= EXERCISE =
Reproduce the records below verbatim, from the line containing "Detection labeling — target object is the green" through the end of the records.

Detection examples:
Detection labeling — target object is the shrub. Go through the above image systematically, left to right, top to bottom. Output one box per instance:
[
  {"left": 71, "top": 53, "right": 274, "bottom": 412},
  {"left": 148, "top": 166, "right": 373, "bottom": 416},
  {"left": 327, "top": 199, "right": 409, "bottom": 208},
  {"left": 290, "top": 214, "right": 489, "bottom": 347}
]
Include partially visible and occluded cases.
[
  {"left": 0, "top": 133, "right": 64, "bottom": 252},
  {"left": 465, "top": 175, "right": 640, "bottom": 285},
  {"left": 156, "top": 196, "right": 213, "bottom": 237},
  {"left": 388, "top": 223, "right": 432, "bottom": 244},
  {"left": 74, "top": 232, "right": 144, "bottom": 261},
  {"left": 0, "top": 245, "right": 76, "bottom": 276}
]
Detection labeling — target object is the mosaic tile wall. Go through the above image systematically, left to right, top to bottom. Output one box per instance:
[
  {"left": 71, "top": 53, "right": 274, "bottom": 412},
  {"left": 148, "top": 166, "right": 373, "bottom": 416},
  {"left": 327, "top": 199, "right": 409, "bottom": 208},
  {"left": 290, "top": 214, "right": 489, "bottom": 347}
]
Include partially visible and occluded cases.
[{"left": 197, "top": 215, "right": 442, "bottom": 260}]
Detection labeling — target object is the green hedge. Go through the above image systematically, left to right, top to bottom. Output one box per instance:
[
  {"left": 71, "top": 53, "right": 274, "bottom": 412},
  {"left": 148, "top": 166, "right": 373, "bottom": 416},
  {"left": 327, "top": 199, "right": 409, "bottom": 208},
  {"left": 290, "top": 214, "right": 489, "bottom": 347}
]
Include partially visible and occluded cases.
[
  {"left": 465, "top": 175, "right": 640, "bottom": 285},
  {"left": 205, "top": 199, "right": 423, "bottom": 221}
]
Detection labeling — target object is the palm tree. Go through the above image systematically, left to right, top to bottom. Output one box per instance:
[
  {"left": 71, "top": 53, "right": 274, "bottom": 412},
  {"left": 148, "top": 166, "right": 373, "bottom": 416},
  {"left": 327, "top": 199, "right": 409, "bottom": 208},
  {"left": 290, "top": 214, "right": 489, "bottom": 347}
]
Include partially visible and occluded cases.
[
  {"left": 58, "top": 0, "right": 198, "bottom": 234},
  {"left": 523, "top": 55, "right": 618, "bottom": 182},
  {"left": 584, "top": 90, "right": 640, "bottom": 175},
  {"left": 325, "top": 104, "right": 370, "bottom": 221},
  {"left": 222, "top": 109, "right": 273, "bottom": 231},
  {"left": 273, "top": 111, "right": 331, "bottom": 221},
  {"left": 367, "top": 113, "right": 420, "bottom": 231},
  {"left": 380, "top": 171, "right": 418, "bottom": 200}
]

= WRITTEN RESPONSE =
Detection labeling — target object is the green hedge. Go through the above image systematically, left to right, top to bottom. Output one box per instance:
[
  {"left": 71, "top": 53, "right": 274, "bottom": 412},
  {"left": 148, "top": 166, "right": 373, "bottom": 416},
  {"left": 327, "top": 199, "right": 409, "bottom": 208},
  {"left": 290, "top": 214, "right": 489, "bottom": 347}
]
Include partially visible and occluded cases.
[
  {"left": 465, "top": 175, "right": 640, "bottom": 285},
  {"left": 205, "top": 199, "right": 423, "bottom": 221}
]
Detection labeling — target object is the palm tree. Go through the above image systematically, left to right, top to bottom. Output one box per instance:
[
  {"left": 71, "top": 53, "right": 274, "bottom": 412},
  {"left": 148, "top": 166, "right": 373, "bottom": 416},
  {"left": 327, "top": 199, "right": 409, "bottom": 208},
  {"left": 290, "top": 214, "right": 489, "bottom": 347}
]
Include partially visible and occluded cases.
[
  {"left": 58, "top": 0, "right": 198, "bottom": 234},
  {"left": 523, "top": 55, "right": 618, "bottom": 182},
  {"left": 584, "top": 90, "right": 640, "bottom": 175},
  {"left": 325, "top": 104, "right": 370, "bottom": 221},
  {"left": 222, "top": 109, "right": 273, "bottom": 231},
  {"left": 273, "top": 111, "right": 331, "bottom": 221},
  {"left": 367, "top": 113, "right": 420, "bottom": 231},
  {"left": 380, "top": 171, "right": 418, "bottom": 200}
]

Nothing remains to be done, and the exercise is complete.